___ Extract ___

Cools Julie M T, Goovaerts Bo K, Feyen Eline, Van den Bogaert Siel, Fu Yile, Civati Céline, Van Fraeyenhove Jens, Tubeeckx Michiel R L, Ott Jasper, Nguyen Long, Wülfers Eike M, Van Berlo Benji, De Vries Antoine A F, Vandersickel Nele, Pijnappels Daniël A, Audenaert Dominique, Roderick H Llewelyn, De Winter Hans, De Keulenaer Gilles W, Segers Vincent F M
Laboratory of PhysioPharmacology, University of Antwerp, Antwerp, Belgium.
Laboratory of Experimental Cardiology, Department of Cardiovascular Sciences, KU Leuven, Leuven, Belgium.
Nat Commun. 2025 Jan 10;16(1):576. doi: 10.1038/s41467-024-54908-5.
Heart failure is a common and deadly disease requiring new treatments. The neuregulin-1/ERBB4 pathway offers cardioprotective benefits, but using recombinant neuregulin-1 as therapy has limitations due to the need for intravenous delivery and lack of receptor specificity. We hypothesize that small-molecule activation of ERBB4 could protect against heart damage and fibrosis. To test this, we conduct a screening of 10,240 compounds and identify eight structurally similar ones (EF-1 to EF-8) that induce ERBB4 dimerization, with EF-1 being the most effective. EF-1 reduces cell death and hypertrophy in cardiomyocytes and decreases collagen production in cardiac fibroblasts in an ERBB4-dependent manner. In wild-type mice, EF-1 inhibits angiotensin-II-induced fibrosis in males and females and reduces heart damage caused by doxorubicin and myocardial infarction in females, but not in Erbb4-null mice. This study shows that small-molecule ERBB4 activation is feasible and may lead to a novel class of drugs for treating heart failure.
心力衰竭是一种常见的致命疾病,需要新的治疗方法。神经调节蛋白-1/ERBB4信号通路具有心脏保护作用,但使用重组神经调节蛋白-1进行治疗存在局限性,因为需要静脉给药且缺乏受体特异性。我们假设,小分子激活ERBB4可以预防心脏损伤和纤维化。为了验证这一点,我们对10240种化合物进行了筛选,鉴定出8种结构相似的化合物(EF-1至EF-8),它们可诱导ERBB4二聚化,其中EF-1最为有效。EF-1以依赖于ERBB4的方式减少心肌细胞的死亡和肥大,并降低心脏成纤维细胞中的胶原蛋白生成。在野生型小鼠中,EF-1可抑制雄性和雌性小鼠中血管紧张素-II诱导的纤维化,并减少雌性小鼠中由阿霉素和心肌梗死引起的心脏损伤,但在Erbb4基因敲除小鼠中则无此作用。这项研究表明,小分子激活ERBB4是可行的,可能会导致一类新型的治疗心力衰竭的药物。

___ Data listing ___

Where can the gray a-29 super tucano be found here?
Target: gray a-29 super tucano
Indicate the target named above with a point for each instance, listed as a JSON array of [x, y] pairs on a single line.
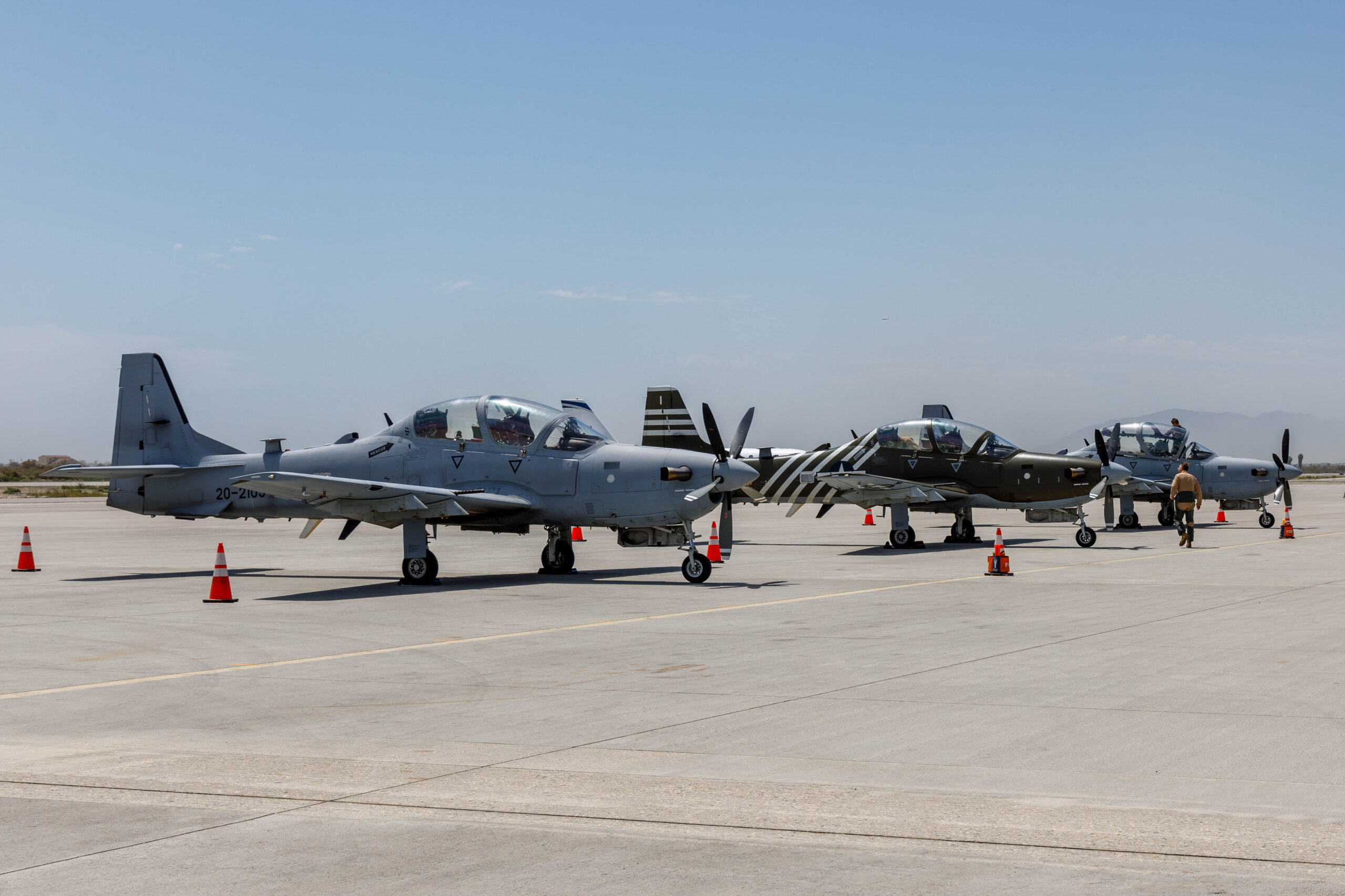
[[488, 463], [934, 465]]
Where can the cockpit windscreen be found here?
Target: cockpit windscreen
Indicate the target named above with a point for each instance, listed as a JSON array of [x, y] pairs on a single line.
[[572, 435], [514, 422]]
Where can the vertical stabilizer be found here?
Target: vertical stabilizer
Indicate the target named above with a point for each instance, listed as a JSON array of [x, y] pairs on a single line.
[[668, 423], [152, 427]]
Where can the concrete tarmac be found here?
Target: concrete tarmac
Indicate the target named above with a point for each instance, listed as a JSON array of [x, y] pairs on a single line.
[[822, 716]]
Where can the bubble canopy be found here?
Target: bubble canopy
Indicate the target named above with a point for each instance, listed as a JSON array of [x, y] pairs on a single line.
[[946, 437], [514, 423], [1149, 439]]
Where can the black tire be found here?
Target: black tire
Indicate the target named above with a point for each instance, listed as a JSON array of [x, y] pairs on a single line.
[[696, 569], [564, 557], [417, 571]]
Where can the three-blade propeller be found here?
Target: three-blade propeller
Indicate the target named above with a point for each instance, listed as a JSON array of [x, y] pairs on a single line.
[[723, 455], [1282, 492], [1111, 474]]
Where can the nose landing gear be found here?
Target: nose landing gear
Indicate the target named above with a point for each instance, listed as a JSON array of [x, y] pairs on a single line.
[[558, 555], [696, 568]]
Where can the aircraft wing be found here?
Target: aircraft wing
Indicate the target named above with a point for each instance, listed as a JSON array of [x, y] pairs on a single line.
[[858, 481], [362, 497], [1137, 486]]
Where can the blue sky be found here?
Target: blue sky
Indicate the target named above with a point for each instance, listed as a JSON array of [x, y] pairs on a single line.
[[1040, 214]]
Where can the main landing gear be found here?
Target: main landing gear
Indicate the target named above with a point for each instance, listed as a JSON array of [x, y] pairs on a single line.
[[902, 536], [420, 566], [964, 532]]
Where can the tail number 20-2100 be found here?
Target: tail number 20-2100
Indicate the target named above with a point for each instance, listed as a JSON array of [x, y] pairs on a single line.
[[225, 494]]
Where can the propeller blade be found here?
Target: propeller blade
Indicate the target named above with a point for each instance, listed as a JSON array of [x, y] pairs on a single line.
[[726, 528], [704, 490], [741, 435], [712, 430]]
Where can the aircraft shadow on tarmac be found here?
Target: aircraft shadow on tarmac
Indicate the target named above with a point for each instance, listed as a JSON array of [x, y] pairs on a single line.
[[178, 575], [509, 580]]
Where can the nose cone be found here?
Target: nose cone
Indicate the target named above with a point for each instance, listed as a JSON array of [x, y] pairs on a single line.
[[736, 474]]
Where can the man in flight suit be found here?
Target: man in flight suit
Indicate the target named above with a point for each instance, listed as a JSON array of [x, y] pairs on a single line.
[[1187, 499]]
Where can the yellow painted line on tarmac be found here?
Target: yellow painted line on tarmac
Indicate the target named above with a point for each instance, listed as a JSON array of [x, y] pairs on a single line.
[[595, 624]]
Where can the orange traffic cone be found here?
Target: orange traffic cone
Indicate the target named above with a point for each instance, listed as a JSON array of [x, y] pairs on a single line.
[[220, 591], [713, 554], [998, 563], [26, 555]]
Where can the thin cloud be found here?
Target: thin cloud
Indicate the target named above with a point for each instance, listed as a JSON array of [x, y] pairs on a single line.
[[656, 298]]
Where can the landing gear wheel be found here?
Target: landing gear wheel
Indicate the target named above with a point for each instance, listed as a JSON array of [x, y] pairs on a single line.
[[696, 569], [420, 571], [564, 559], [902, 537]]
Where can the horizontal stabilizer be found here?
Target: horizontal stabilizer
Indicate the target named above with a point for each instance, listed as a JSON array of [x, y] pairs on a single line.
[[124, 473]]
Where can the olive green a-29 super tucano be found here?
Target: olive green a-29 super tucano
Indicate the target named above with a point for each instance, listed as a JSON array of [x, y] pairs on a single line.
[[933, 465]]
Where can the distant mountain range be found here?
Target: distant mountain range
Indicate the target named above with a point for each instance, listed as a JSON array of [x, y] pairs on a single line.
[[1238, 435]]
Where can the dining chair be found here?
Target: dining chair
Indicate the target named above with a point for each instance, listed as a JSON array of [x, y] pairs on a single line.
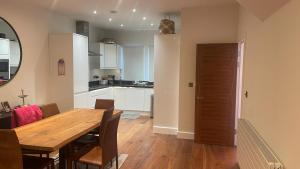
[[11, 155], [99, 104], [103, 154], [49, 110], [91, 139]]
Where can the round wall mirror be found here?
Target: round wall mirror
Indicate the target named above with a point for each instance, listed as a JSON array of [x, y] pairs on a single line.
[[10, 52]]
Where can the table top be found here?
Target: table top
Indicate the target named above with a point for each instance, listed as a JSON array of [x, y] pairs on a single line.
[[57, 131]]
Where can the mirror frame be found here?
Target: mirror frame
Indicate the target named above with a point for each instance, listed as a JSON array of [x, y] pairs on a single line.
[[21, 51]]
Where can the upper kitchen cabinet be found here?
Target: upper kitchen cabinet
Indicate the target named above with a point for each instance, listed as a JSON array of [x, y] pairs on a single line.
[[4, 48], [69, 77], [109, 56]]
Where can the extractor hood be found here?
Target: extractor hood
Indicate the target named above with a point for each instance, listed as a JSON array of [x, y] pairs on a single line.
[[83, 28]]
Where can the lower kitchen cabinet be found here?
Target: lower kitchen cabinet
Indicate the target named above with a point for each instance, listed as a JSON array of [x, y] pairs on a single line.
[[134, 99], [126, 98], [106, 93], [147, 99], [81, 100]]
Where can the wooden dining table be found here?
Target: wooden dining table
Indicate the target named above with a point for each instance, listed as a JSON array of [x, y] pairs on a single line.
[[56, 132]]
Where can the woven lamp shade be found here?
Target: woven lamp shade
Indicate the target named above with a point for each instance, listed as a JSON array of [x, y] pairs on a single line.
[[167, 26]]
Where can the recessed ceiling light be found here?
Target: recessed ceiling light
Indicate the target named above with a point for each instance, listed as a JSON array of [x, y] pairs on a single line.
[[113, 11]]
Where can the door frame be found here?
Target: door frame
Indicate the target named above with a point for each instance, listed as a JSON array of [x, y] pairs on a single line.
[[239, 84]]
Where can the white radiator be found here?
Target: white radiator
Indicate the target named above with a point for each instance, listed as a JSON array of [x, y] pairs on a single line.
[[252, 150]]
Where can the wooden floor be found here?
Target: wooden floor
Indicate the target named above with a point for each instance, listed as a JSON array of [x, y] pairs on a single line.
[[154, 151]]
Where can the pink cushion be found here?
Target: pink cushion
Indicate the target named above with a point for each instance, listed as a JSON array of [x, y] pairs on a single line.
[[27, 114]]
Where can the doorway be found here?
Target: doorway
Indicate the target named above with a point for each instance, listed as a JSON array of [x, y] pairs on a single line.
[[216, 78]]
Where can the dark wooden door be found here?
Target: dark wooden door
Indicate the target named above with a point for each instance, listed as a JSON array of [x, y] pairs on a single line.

___

### Using the information
A: Do these statements agree with the ERBB4 abstract? (i) In wild-type female mice, EF-1 reduced heart damage caused by doxorubicin. (ii) The screening covered more than 20,000 compounds. (iii) Recombinant neuregulin-1 can be given orally.
B: Answer from the ERBB4 abstract:
(i) How many structurally similar compounds were found to induce ERBB4 dimerization?
(ii) What induced the fibrosis that EF-1 inhibited in male and female wild-type mice?
(iii) In which journal was the study published?

### Exercise answers
A:
(i) Yes: "reduces heart damage caused by doxorubicin and myocardial infarction in females"
(ii) No: "we conduct a screening of 10,240 compounds"
(iii) No: "the need for intravenous delivery"

B:
(i) Eight (EF-1 to EF-8)
(ii) Angiotensin-II
(iii) Nat Commun